(Excerpts from a detection dataset)
^^^^

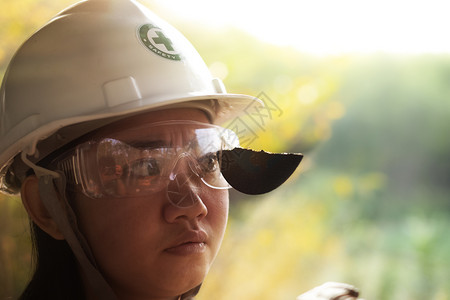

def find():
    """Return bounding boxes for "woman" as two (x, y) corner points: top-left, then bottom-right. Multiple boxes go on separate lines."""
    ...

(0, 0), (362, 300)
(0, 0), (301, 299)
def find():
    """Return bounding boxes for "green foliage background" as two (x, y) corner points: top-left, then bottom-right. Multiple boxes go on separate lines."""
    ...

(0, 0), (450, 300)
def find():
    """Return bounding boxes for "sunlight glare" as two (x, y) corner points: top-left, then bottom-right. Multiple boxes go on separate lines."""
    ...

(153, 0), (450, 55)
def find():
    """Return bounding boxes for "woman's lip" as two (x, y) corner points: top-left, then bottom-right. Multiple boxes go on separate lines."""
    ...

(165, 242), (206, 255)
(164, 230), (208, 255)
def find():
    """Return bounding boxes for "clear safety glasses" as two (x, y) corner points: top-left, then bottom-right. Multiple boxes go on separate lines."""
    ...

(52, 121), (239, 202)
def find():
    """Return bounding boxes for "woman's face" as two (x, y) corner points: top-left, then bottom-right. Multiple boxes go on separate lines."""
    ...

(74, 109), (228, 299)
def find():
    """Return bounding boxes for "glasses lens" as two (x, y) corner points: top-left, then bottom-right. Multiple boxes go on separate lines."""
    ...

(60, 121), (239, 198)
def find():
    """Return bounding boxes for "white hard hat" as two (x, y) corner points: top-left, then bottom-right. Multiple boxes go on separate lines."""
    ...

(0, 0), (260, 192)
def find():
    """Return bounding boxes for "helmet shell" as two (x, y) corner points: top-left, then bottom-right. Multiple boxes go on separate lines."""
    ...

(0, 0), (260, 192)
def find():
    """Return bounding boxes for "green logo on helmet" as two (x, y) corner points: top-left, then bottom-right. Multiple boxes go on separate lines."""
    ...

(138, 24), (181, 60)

^^^^

◆ Exercise prompt
Scale the data above, from its beginning through the line with "(0, 0), (301, 299)", both included. Reproduce every line, changing only the box coordinates: multiply each one by 1.9 and round to a whole number, with halves rounded up. Leave the pictures out.

◆ Task result
def find():
    """Return bounding boxes for "woman" as two (x, y) corner points: top-left, then bottom-right. Multiple boxes go on separate lines."""
    ...

(0, 0), (688, 570)
(0, 0), (572, 568)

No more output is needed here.